● **Requirement 1**: Using the Riftwar novel list below, answer yes or no to each statement and quote the words of the list that decide it. (a) The Empire Trilogy concludes after A Darkness at Sethanon. (b) The Legends of the Riftwar novels occur between Silverthorn and A Darkness at Sethanon. (c) Series are ordered by the publishing date of the last novel in each series.
● **Requirement 2**: Copy the Riftwar novel list below, starting at "- The Empire" and ending at "Merchant Prince (1995)", and substitute "Wurts" for every instance of "Janny Wurts".

● **Document passage**:
┄┄┄┄┄┄┄┄┄┄┄┄┄┄┄┄┄┄┄┄
Most Riftwar novels' stories occur in chronological order following the publishing order, with a few exceptions. The Empire Trilogy starts during Magician and concludes after A Darkness at Sethanon. The Riftwar Legacy occurs between the Riftwar Saga and Krondor's Sons. The Legends of the Riftwar novels occur between Magician and Silverthorn.

Novels are grouped into their respective series, with series ordered by the publishing date of the first novel in the series.
- The Riftwar Saga
  1. Magician (1982), later republished in two parts in the United States as Magician: Apprentice (1986) and Magician: Master (1986), illustrated by Braldt Bralds in 1984
  2. Silverthorn (1985)
  3. A Darkness at Sethanon (1986)
- The Empire Trilogy
  1. Daughter of the Empire (1987) with Janny Wurts
  2. Servant of the Empire (1990) with Janny Wurts
  3. Mistress of the Empire (1992) with Janny Wurts
- Krondor's Sons
  1. Prince of the Blood (1989)
  2. The King's Buccaneer (1992)
- The Serpentwar Saga
  1. Shadow of a Dark Queen (1994)
  2. Rise of a Merchant Prince (1995)
  3. Rage of a Demon King (1997)
  4. Shards of a Broken Crown (1998)
┄┄┄┄┄┄┄┄┄┄┄┄┄┄┄┄┄┄┄┄
● **Provided material**:
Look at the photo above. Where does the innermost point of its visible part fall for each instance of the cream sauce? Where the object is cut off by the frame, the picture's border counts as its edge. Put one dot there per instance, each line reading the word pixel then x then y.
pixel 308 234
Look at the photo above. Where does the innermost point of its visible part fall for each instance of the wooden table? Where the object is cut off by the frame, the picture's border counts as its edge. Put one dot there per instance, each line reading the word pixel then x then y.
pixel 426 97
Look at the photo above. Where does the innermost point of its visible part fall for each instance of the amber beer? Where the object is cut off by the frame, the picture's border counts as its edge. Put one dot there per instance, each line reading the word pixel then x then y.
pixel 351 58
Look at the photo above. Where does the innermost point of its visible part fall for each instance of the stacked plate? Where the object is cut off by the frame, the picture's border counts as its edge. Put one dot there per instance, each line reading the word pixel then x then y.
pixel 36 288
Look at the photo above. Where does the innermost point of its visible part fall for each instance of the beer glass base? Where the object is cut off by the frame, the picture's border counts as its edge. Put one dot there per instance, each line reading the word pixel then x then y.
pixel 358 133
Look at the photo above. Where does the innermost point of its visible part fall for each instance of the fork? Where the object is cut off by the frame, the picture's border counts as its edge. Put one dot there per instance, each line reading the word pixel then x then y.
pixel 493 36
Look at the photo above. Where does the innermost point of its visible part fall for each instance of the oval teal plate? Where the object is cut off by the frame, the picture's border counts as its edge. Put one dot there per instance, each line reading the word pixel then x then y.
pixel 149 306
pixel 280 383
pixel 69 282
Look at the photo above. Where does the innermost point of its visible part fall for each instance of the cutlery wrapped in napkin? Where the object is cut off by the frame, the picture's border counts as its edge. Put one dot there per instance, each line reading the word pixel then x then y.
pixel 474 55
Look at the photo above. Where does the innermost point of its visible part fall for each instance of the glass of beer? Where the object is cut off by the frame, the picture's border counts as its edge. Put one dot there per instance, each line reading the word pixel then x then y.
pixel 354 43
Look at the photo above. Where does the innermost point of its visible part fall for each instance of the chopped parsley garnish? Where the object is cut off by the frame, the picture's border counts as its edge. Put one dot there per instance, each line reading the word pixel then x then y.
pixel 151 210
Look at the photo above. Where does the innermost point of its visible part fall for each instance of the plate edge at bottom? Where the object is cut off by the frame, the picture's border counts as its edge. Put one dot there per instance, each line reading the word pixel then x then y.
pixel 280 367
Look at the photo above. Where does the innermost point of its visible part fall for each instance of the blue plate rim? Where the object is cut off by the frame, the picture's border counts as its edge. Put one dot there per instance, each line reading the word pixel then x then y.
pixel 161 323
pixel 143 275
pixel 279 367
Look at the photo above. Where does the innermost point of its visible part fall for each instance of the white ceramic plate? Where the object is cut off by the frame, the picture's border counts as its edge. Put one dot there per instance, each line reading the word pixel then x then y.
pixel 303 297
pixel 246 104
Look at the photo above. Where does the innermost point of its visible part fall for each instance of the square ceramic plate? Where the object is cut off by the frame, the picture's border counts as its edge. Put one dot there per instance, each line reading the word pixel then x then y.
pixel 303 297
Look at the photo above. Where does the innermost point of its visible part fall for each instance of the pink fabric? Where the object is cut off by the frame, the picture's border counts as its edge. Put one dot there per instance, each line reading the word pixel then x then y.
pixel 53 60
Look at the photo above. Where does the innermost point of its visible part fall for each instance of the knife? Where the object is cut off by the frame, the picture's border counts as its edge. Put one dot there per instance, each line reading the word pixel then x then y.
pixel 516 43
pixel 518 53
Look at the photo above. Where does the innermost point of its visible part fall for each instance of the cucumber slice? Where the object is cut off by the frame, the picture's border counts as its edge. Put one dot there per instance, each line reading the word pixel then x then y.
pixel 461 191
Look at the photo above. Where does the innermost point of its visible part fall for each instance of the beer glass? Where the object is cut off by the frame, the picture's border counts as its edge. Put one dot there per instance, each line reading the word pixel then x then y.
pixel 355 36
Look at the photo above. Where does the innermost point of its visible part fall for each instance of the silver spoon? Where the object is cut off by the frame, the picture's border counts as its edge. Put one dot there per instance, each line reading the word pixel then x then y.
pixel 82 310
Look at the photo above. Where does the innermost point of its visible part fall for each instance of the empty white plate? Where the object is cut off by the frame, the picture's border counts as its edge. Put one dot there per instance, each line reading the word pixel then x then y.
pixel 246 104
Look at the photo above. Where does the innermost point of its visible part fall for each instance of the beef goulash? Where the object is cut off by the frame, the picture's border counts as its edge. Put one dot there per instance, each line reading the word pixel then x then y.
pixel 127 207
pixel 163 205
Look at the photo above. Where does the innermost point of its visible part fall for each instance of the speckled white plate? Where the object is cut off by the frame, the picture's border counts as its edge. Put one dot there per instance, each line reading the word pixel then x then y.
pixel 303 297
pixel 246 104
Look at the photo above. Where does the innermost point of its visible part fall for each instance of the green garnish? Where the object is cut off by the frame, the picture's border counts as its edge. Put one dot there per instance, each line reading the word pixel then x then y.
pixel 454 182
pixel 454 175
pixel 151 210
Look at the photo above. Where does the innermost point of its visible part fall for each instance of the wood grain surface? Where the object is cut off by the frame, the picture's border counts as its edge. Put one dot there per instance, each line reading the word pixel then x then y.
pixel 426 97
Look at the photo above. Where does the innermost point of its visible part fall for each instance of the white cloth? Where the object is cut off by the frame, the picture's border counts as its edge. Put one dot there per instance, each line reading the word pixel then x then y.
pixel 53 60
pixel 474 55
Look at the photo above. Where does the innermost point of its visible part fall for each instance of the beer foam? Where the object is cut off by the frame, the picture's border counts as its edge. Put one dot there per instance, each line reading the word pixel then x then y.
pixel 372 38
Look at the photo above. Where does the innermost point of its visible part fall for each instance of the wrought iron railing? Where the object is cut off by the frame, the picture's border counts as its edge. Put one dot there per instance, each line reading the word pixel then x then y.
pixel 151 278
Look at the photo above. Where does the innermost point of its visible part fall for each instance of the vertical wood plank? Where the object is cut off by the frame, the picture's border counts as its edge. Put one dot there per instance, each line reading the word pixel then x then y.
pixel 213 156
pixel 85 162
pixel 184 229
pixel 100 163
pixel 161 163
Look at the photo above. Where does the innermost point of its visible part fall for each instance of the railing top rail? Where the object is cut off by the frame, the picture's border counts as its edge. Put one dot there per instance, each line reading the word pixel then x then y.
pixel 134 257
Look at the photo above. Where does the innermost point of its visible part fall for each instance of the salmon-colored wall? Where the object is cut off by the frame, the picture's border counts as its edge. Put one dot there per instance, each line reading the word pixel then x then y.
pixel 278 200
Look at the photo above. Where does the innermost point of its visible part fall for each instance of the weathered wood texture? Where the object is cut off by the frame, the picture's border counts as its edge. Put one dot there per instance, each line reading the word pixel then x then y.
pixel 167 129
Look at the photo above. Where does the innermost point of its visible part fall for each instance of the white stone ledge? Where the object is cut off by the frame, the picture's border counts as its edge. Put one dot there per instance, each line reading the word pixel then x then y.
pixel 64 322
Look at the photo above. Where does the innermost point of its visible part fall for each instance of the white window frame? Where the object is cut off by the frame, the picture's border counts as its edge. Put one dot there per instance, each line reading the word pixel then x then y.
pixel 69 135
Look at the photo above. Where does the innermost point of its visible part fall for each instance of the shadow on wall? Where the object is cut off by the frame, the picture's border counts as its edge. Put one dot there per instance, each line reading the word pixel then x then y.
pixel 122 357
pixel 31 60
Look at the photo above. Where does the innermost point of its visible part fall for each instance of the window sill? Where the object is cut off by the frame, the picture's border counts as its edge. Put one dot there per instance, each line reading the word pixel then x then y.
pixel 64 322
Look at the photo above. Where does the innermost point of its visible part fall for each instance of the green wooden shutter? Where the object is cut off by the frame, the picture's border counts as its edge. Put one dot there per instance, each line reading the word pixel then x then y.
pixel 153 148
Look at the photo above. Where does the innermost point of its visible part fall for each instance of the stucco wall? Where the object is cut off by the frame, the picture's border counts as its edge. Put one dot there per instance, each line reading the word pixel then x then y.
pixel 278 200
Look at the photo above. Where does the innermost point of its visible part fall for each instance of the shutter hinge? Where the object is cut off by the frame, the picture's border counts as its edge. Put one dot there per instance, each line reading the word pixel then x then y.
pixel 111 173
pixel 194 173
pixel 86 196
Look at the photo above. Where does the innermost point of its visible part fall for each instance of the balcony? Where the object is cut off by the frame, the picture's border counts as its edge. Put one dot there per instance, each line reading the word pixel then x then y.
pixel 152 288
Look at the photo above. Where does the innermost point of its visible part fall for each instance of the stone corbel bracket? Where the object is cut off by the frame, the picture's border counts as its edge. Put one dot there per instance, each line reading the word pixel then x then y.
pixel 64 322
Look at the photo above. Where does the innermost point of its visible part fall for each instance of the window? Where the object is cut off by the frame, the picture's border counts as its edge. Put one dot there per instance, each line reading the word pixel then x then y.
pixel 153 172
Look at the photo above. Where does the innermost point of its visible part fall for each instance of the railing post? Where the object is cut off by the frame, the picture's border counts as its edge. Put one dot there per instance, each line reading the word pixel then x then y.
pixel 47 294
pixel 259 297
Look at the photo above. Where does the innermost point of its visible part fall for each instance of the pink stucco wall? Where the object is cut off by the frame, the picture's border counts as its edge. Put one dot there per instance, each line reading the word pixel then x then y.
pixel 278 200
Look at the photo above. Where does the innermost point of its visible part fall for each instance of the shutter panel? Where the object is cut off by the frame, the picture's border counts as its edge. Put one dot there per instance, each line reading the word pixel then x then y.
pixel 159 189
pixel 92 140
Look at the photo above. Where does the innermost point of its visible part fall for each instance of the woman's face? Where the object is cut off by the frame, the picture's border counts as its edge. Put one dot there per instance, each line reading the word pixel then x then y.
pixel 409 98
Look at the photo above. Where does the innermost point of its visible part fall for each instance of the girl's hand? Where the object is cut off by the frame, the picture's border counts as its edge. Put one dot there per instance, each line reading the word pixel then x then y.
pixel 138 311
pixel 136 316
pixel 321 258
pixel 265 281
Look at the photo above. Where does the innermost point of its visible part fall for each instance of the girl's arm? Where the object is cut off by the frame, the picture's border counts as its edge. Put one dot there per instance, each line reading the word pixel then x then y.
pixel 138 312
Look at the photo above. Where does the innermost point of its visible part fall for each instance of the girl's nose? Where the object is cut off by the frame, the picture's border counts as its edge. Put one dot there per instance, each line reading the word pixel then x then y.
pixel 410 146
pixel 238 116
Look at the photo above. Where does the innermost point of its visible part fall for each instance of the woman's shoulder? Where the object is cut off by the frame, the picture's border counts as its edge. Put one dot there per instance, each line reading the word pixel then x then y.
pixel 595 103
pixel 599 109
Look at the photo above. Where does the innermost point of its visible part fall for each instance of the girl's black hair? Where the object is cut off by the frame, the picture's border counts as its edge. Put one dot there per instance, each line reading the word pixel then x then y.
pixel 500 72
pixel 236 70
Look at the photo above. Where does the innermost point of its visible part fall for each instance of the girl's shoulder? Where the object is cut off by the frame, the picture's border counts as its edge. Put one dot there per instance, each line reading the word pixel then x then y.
┄┄┄┄┄┄┄┄┄┄┄┄┄┄┄┄┄┄┄┄
● **Exercise solution 1**:
(a) Yes: "The Empire Trilogy starts during Magician and concludes after A Darkness at Sethanon."
(b) No: "The Legends of the Riftwar novels occur between Magician and Silverthorn."
(c) No: "with series ordered by the publishing date of the first novel in the series."

● **Exercise solution 2**:
- The Empire Trilogy
  1. Daughter of the Empire (1987) with Wurts
  2. Servant of the Empire (1990) with Wurts
  3. Mistress of the Empire (1992) with Wurts
- Krondor's Sons
  1. Prince of the Blood (1989)
  2. The King's Buccaneer (1992)
- The Serpentwar Saga
  1. Shadow of a Dark Queen (1994)
  2. Rise of a Merchant Prince (1995)